> [Challenge]
Copy out every line of the records below, requests included, and shift each bounding box coordinate in the answers up by 40, leaving the numbers in the requests and their sample output unchanged. Omit the pictures.

---- Data section

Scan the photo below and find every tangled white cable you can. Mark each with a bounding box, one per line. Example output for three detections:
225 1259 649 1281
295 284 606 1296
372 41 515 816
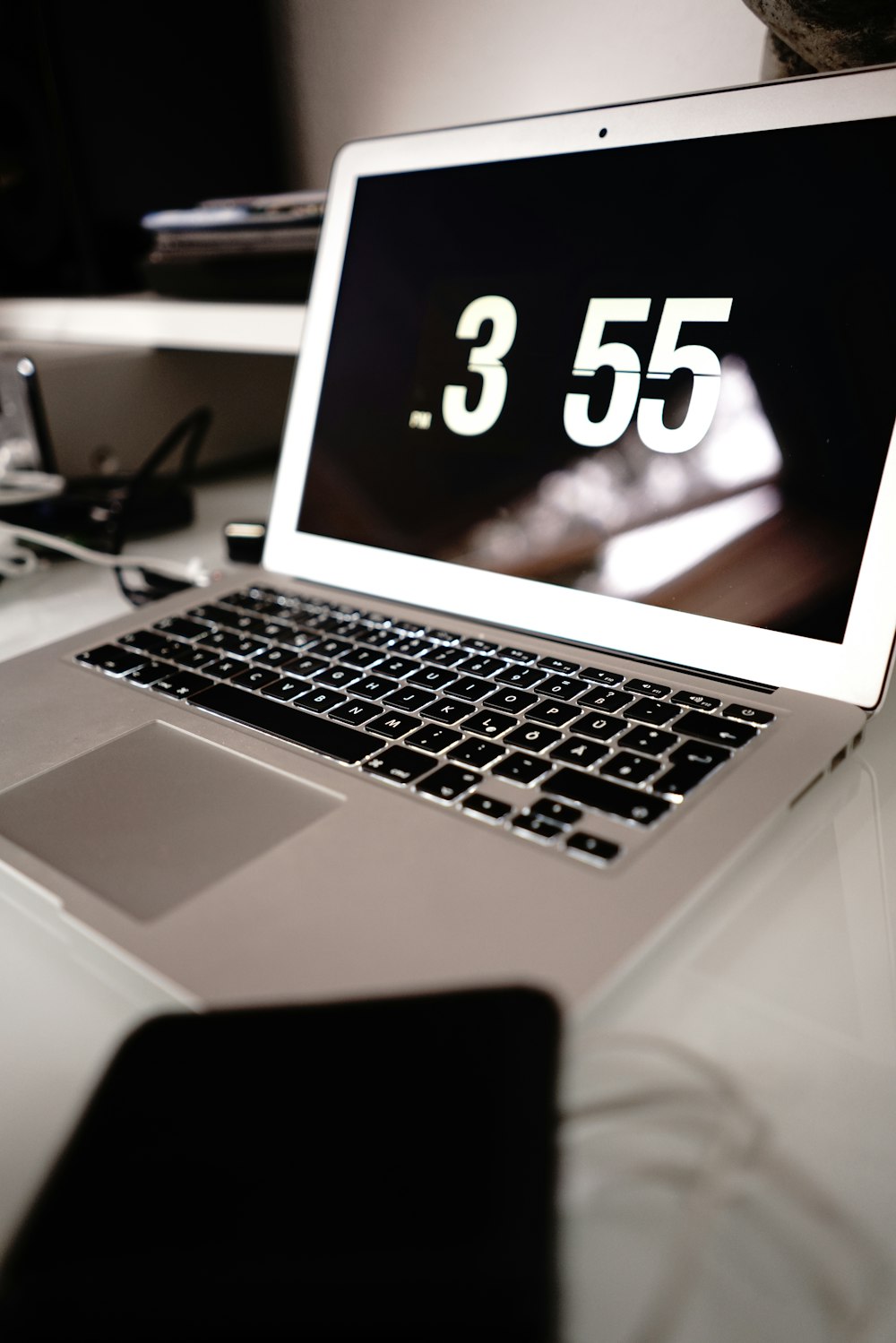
562 1031 895 1343
0 522 213 587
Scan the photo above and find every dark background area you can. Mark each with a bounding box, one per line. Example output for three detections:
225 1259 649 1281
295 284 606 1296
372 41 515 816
0 0 290 297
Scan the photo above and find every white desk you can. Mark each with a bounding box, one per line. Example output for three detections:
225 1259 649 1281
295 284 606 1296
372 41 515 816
0 481 896 1343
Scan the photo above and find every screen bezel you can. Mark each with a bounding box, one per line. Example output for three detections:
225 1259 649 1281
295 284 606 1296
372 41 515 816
263 65 896 709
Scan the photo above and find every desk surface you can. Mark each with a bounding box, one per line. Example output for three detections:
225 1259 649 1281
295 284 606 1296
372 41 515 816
0 479 896 1343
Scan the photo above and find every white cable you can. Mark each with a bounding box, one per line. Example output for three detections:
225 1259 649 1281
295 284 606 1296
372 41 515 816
0 522 213 587
562 1031 893 1343
0 467 65 508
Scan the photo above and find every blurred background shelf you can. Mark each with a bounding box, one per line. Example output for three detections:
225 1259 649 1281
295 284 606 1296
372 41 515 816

--------

> [Exercise answer]
Scan the photo below and find every tangled white cable you can. Mark each with a bounding box, one per line. Example output for three detections:
225 1259 649 1281
295 284 606 1296
372 41 515 816
602 1071 935 1383
40 562 253 627
Scan the photo above and find every dark background area you can. Mark each with a bounding box, one per line. Example output for three detections:
225 1259 649 1281
295 284 606 1296
372 41 515 816
40 40 330 337
Scan the photo above and find every white desk you can. Mark each with a bounding box, one per line. Example output for three detections:
225 1259 649 1281
295 284 606 1296
372 41 515 816
40 521 936 1383
Scan the photo above and find every screen bezel you can. Mark each with a bounding box, one per line. Example output for three detections:
225 1259 649 1281
295 284 606 1296
372 41 515 816
303 105 936 749
Scan the photo above and find every desk surface you can. Mark each with a bounding box, one per line. Example output for three detections:
225 1259 649 1281
295 284 606 1296
372 41 515 816
40 519 936 1383
Scan the photo above and find every white cable you can. Mark each with a bounding box, one per line. Example output for three detections:
225 1259 649 1281
295 284 606 1296
372 41 515 816
40 562 253 627
602 1071 933 1383
40 507 105 548
Scan the photo above and find every blurred background shelf you can. Mark each with a bounding box, one per line. Example output for three detections:
225 1259 649 1281
295 284 606 1296
372 41 515 816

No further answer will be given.